----- Selected excerpt -----

For random-access containers, we could have specialized versions of pryAt, because traversing the whole list until we reach the ith element will be inefficient.

In the outer loop, we have arrays N, left and right which grow with each iteration (N seems to be fully reconstructed at each iteration, as well). We could represent them as lists. In each iteration, we also consume a pair of elements of U, to the left and right.

The following datatype represents the situation at the beginning of an iteration of the outer loop:

data State = State
  { ns :: [Double],
    left :: [Double],
    right :: [Double],
    us :: ([Double], [Double])
  }

Assuming we already had the outerStep :: State -> State implemented, we could simply turn the crank p times:

basis :: Int -> Double -> Int -> [Double] -> [Double]
basis i u p us =
  ns $ iterate outerStep initial !! p
  where
    initial =
      State
        { ns = [1.0],
          left = [],
          right = [],
          us = pryAt i us
        }

What is done at outerStep? We add new elements to left and right, then we re-create the whole N list from the beginning, while carrying a saved accumulator along the way. This is a mapAccumR. We need some extra info: the right values (in the same direction as N) and the left values (in reverse direction) so we need to zip them beforehand:

    outerStep (State {ns, left, right, us = (ul : uls, ur : urs)}) =
      let left' = u - ul : left
          right' = ur - u : right
          (saved', ns') = mapAccumR innerStep 0.0 $ zip3 ns right' (reverse left')
       in State
            { ns = saved' : ns',
              left = left',
              right = right',
              us = (uls, urs)
            }

And here are the computations of the inner step:

    innerStep saved (n, r, l) = 
        let temp = n / (r - l)
            n' = saved + r
            saved' = l * temp
         in (saved', n')

In addition to correcting possible bugs, more work would remain because the basis function in its current form is likely to leak memory (in particular, that mapAccumR will create lots of thunks). Perhaps it could be rewritten to use functions like iterate' or foldl' that keep their accumulators strict.

-----

> [Task details]
Three questions on the Haskell basis-function excerpt above:
1. Which function does outerStep use to re-create the N list?
2. How many times is outerStep applied to the initial state?
3. Which two functions are suggested as replacements that keep their accumulators strict?

----- Information shown -----

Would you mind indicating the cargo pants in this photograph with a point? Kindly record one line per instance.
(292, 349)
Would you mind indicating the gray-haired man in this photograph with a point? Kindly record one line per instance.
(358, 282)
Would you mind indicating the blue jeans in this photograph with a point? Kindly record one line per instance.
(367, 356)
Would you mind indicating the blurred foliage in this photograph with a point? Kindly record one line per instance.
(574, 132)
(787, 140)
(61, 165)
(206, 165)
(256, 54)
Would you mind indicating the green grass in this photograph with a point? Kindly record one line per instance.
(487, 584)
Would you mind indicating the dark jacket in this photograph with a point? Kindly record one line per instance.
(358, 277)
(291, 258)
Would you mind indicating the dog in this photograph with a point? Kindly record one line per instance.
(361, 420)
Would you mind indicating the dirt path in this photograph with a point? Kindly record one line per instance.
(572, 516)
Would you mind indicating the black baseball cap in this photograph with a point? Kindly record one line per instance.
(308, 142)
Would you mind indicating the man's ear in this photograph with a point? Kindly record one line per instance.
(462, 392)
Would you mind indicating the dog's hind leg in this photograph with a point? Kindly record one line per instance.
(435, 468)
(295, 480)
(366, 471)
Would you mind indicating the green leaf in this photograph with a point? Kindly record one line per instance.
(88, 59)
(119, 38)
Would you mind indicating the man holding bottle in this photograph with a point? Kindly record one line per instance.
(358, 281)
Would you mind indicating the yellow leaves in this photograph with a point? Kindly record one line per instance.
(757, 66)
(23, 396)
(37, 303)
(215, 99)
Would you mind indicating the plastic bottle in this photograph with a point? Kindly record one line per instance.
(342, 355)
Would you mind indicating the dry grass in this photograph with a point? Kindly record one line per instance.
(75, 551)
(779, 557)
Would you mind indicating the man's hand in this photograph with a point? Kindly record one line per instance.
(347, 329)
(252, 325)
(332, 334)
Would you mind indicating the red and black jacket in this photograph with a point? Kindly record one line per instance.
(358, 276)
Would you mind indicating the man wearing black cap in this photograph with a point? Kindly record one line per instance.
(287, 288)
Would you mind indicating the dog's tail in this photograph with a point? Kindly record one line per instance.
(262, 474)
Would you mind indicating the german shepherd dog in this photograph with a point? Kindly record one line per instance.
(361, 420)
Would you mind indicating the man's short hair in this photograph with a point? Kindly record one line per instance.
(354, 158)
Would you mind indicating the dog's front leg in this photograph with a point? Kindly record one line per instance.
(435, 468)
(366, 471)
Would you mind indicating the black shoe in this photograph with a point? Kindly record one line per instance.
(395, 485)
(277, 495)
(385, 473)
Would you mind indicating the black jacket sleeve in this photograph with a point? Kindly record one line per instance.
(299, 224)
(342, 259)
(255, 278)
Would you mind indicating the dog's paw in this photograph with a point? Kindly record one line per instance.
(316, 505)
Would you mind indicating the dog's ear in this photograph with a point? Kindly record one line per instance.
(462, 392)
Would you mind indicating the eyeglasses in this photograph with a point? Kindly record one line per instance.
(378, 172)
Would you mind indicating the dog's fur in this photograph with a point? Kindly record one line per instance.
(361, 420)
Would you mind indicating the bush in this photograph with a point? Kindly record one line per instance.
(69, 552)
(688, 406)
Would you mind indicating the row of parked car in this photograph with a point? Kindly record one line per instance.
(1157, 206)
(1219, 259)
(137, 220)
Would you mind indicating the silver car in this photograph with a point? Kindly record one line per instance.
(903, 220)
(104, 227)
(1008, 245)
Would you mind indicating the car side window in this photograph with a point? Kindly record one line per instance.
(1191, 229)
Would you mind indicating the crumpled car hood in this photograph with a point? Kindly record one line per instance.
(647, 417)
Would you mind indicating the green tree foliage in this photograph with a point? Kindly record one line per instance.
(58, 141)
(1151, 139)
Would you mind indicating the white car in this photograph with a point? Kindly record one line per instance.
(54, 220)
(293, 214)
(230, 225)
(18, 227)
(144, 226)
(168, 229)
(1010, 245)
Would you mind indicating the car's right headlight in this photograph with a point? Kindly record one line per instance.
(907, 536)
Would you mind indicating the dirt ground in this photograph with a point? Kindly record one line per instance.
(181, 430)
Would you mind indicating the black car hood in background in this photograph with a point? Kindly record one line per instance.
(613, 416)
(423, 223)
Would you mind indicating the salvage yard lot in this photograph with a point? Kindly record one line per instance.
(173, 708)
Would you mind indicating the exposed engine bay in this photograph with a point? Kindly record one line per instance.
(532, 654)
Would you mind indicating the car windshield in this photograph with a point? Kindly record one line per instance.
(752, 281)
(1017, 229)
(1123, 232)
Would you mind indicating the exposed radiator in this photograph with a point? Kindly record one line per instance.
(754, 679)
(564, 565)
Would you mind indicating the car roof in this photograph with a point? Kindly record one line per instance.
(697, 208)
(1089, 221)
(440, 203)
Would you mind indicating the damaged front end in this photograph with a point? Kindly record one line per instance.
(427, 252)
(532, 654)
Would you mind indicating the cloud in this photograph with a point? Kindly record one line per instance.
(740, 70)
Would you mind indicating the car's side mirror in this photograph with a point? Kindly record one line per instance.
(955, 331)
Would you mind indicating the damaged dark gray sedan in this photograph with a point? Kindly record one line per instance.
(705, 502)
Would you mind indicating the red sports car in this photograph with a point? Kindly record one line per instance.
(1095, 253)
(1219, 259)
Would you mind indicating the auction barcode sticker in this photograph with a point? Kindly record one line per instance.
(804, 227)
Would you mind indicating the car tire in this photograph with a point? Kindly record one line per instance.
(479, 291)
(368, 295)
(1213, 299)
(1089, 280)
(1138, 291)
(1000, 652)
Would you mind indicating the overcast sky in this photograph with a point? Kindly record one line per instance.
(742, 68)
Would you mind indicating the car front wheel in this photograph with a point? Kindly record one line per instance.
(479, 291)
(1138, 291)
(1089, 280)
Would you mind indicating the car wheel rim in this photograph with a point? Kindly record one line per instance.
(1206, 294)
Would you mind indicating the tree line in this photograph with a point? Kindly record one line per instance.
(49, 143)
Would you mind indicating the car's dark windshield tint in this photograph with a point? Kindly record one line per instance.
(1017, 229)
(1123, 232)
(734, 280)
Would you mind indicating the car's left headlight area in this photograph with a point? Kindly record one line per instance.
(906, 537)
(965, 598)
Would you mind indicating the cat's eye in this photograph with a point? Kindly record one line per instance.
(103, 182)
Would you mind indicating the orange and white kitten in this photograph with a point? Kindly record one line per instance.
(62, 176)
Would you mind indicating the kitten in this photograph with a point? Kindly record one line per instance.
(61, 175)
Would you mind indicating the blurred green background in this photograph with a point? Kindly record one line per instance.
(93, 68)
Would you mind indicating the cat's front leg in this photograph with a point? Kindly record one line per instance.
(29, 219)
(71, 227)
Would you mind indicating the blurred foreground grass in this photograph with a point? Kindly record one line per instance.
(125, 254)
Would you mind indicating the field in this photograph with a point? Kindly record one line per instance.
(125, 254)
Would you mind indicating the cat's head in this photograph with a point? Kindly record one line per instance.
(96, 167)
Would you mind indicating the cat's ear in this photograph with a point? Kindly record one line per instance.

-----

> [Written response]
1. mapAccumR
2. p times
3. iterate' and foldl'